Given passage:
((

Abstract

Mechanism of N₂O-induced analgesia. N₂O is thought to stimulate the neuronal release of endogenous opioid peptide or dynorphins (DYNs); the molecular aspects of how N₂O initiates this process are as yet unknown. The pre-synaptic nerve terminal takes up L-arginine (L-Arg), which is converted by the enzyme nitric oxide synthase (NOS) to L-citrulline (L-Cit) and nitric oxide (NO). NO appears to be involved in the stimulated release of DYNs. DYNs traverse the synaptic cleft and activate postsynaptic opioid receptors, which belong to the 7-transmembrane–spanning, G protein–coupled superfamily of receptors.

Influence of N₂O on descending inhibitory pathways. N₂O induces release of endogenous opioid peptides (EOP) that activate opioid receptors on γ-aminobutyric acid (GABA)-ergic pontine nuclei. This pathway, in turn, activates descending noradrenergic system in the dorsal horn of the spinal cord that directly inhibits or indirectly inhibits (through a GABA interneuron) nociceptive processing at the level of the primary afferent and second-order neurons that transmit sensory signals up the ascending nociceptive pathway.

Mechanism of N₂O-induced anxiolysis. N₂O is thought to cause activation of the benzodiazepine (BZ) binding site as its effects are blocked by flumazenil. This action facilitates γ-aminobutyric acid (GABA) activation of its binding site, resulting in chloride ion influx. The increased chloride ion concentration in the neuron might cause activation of calmodulin (CaM), which then activates the enzyme nitric oxide synthase (NOS). NOS converts the amino acid L-arginine (L-Arg) to L-citrulline (L-Cit) and NO, which stimulates the enzyme soluble guanylyl cyclase producing the second messenger cyclic guanosine monophosphate (cyclic GMP). The cyclic GMP, in turn, stimulates a cyclic GMP-dependent protein kinase (PKG) that leads to the anxiolytic drug effect.

))

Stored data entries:
((

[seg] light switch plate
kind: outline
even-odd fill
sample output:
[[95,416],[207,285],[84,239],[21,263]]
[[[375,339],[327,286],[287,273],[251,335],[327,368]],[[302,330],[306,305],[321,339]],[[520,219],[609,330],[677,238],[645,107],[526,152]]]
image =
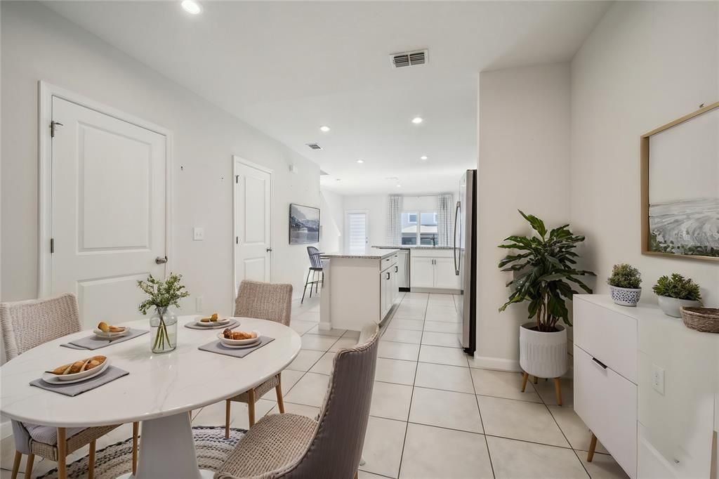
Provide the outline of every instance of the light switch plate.
[[656,364],[651,365],[651,387],[661,396],[664,395],[664,370]]

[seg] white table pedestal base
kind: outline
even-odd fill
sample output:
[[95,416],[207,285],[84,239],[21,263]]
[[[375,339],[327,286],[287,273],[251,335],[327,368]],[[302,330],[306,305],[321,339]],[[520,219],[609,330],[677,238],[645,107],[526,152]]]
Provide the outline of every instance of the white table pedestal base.
[[118,479],[211,479],[214,473],[197,465],[190,415],[142,421],[137,473]]

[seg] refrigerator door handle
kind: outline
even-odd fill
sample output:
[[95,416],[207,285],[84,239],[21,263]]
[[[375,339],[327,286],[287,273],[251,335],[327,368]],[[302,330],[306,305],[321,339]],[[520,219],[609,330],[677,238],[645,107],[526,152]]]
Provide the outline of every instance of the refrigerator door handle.
[[454,208],[454,244],[452,248],[452,254],[454,256],[454,274],[457,276],[459,275],[459,266],[457,264],[457,223],[459,218],[459,206],[461,204],[461,202],[457,201],[457,206]]

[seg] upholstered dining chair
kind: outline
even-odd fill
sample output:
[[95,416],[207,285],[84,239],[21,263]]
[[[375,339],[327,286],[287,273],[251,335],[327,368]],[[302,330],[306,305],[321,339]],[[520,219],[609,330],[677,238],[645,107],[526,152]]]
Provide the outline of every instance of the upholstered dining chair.
[[260,419],[215,479],[356,478],[370,417],[378,328],[365,328],[356,346],[334,357],[324,403],[315,421],[293,414]]
[[[244,280],[239,284],[234,303],[236,317],[257,318],[290,325],[292,316],[292,285],[273,284]],[[277,394],[277,406],[285,412],[282,401],[282,373],[273,376],[249,391],[227,399],[225,403],[225,437],[229,437],[229,421],[232,401],[245,403],[249,425],[255,424],[255,404],[273,388]]]
[[[44,342],[81,330],[78,301],[74,294],[65,293],[53,298],[0,303],[0,327],[5,352],[9,360]],[[90,446],[88,477],[92,479],[95,467],[95,442],[119,424],[99,427],[64,428],[12,421],[15,440],[15,460],[12,479],[16,479],[22,455],[27,455],[26,478],[32,472],[36,455],[58,462],[58,476],[67,477],[65,457],[81,447]],[[137,465],[138,424],[132,425],[132,471]]]

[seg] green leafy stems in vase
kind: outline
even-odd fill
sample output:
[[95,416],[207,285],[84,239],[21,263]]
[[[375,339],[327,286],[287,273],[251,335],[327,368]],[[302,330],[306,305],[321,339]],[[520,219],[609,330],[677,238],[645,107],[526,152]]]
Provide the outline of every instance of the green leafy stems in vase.
[[151,308],[155,310],[150,319],[150,326],[157,328],[151,334],[152,352],[168,352],[177,345],[177,316],[168,309],[171,306],[179,308],[180,300],[190,296],[180,283],[182,275],[173,273],[164,281],[152,275],[145,281],[137,281],[137,287],[148,296],[140,303],[139,311],[147,314]]

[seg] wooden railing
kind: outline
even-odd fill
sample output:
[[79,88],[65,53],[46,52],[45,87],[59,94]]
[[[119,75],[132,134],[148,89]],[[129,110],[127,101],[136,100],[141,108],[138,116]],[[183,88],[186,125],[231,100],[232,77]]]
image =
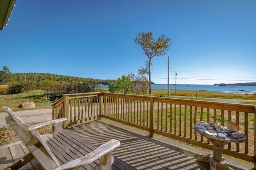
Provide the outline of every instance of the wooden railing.
[[150,137],[158,134],[210,150],[212,144],[194,125],[236,122],[248,140],[224,146],[223,153],[256,165],[256,107],[252,105],[95,92],[64,94],[52,107],[53,119],[68,119],[65,128],[104,117],[148,131]]

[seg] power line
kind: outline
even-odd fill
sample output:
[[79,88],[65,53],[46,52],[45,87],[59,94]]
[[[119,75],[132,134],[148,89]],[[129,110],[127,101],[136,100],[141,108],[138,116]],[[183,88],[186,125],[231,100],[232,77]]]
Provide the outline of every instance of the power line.
[[178,72],[220,72],[220,73],[255,73],[256,72],[228,72],[228,71],[177,71]]

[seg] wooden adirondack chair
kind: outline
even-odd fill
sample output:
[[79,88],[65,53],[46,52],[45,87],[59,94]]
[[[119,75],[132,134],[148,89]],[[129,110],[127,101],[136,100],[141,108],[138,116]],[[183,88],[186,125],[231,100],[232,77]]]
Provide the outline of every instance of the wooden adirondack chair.
[[[66,120],[66,118],[59,119],[29,127],[15,115],[9,108],[6,106],[3,106],[2,108],[9,115],[5,117],[6,122],[11,126],[29,151],[28,153],[14,163],[8,168],[18,169],[34,158],[46,170],[73,169],[82,166],[86,169],[88,167],[89,169],[92,168],[92,167],[97,168],[98,166],[100,170],[111,169],[111,165],[114,163],[114,159],[111,153],[114,149],[120,145],[120,142],[118,141],[111,140],[91,152],[81,154],[79,151],[81,152],[80,150],[86,150],[87,149],[84,149],[83,150],[82,149],[87,147],[85,145],[90,145],[90,144],[84,139],[68,130],[62,130],[62,125],[63,121]],[[52,139],[50,139],[50,141],[46,142],[35,129],[49,125],[53,125],[53,137]],[[58,145],[54,144],[52,142],[56,141],[56,139],[62,141],[62,144],[58,144],[59,145],[58,148],[55,146]],[[60,143],[61,142],[58,142]],[[53,144],[51,145],[49,144],[50,143]],[[68,147],[66,148],[65,145],[68,145]],[[54,148],[55,148],[55,149],[54,149]],[[89,152],[90,150],[88,152]],[[78,153],[76,155],[76,153]],[[77,158],[81,154],[82,156]],[[69,156],[73,155],[75,155]],[[68,160],[67,160],[65,156],[68,156],[69,158]],[[73,158],[72,158],[72,157]],[[100,161],[98,160],[100,158]],[[94,161],[98,162],[98,165],[95,166]]]

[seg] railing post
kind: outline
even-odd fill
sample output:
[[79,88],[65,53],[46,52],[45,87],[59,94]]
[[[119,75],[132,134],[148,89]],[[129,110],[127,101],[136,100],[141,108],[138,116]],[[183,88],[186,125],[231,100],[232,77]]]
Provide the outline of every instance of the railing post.
[[155,106],[154,98],[150,98],[149,110],[149,136],[153,137],[154,125]]
[[63,107],[63,115],[64,117],[67,118],[67,120],[63,123],[63,129],[68,129],[68,108],[69,107],[69,96],[64,95],[64,105]]
[[100,120],[101,119],[101,115],[103,114],[103,100],[104,96],[102,94],[102,93],[100,93],[100,113],[99,113],[99,119]]

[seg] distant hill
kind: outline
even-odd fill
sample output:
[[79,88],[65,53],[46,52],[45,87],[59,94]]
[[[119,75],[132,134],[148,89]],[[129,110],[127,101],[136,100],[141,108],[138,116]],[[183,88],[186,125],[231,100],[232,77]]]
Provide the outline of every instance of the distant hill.
[[[10,80],[11,82],[21,82],[24,81],[24,73],[12,73]],[[52,80],[57,82],[70,82],[72,81],[93,81],[96,84],[109,84],[114,80],[100,80],[91,78],[82,78],[76,76],[65,76],[63,75],[42,73],[37,72],[28,72],[26,73],[26,81],[35,81]]]

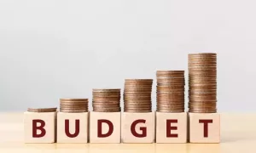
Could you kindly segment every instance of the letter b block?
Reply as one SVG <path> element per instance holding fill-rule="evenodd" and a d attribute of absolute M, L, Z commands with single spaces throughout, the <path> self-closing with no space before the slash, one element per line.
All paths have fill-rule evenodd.
<path fill-rule="evenodd" d="M 25 112 L 25 143 L 50 144 L 55 142 L 56 112 Z"/>
<path fill-rule="evenodd" d="M 156 112 L 156 143 L 187 143 L 188 114 Z"/>
<path fill-rule="evenodd" d="M 95 112 L 90 113 L 90 143 L 120 143 L 121 113 Z"/>
<path fill-rule="evenodd" d="M 189 124 L 190 143 L 219 143 L 219 114 L 189 113 Z"/>
<path fill-rule="evenodd" d="M 59 112 L 57 119 L 57 143 L 88 142 L 88 112 Z"/>
<path fill-rule="evenodd" d="M 154 143 L 154 112 L 123 113 L 123 143 Z"/>

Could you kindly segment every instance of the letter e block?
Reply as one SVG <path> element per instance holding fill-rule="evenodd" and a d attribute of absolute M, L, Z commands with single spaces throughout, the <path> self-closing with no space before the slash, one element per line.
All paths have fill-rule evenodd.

))

Task directions:
According to the abstract, what drug blocks the anxiety-reducing effects of N₂O?

Task output:
Flumazenil blocks them.